#### Your goal
Reproduce the lines below verbatim, starting at the line that contains "of the cloudy" and continuing through the final line.

#### Records for processing
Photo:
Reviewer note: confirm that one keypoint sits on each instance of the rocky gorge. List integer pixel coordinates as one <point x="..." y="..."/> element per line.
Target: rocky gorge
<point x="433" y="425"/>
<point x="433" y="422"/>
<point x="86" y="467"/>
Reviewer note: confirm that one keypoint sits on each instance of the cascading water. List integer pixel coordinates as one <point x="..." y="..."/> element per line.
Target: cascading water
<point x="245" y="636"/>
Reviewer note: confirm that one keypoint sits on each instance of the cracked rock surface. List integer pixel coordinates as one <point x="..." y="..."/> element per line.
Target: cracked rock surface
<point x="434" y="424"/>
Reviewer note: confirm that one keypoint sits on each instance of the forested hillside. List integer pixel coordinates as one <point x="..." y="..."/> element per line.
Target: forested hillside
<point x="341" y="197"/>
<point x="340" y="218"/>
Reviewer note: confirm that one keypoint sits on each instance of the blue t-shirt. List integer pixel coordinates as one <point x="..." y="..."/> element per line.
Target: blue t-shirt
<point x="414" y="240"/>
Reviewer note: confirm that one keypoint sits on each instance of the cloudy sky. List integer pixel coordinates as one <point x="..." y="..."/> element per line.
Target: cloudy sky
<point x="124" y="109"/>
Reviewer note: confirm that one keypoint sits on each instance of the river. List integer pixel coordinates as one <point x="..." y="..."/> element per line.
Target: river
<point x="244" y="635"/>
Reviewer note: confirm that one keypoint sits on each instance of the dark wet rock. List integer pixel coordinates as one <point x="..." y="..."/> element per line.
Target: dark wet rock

#### Finished task
Reviewer note: confirm that one keypoint sits on each instance of the cloudy sky. List integer pixel coordinates as one <point x="..." y="..."/> element per line.
Target: cloudy sky
<point x="124" y="109"/>
Reviewer note: confirm that one keypoint sits on each instance of the river. List integer pixel coordinates as one <point x="..." y="..."/> element per line.
Target: river
<point x="244" y="635"/>
Reviewer note: confirm that one keypoint sits on each instance of the dark wet rock. List integer pixel coordinates as one <point x="..." y="..."/> element per line.
Target: dark wet rock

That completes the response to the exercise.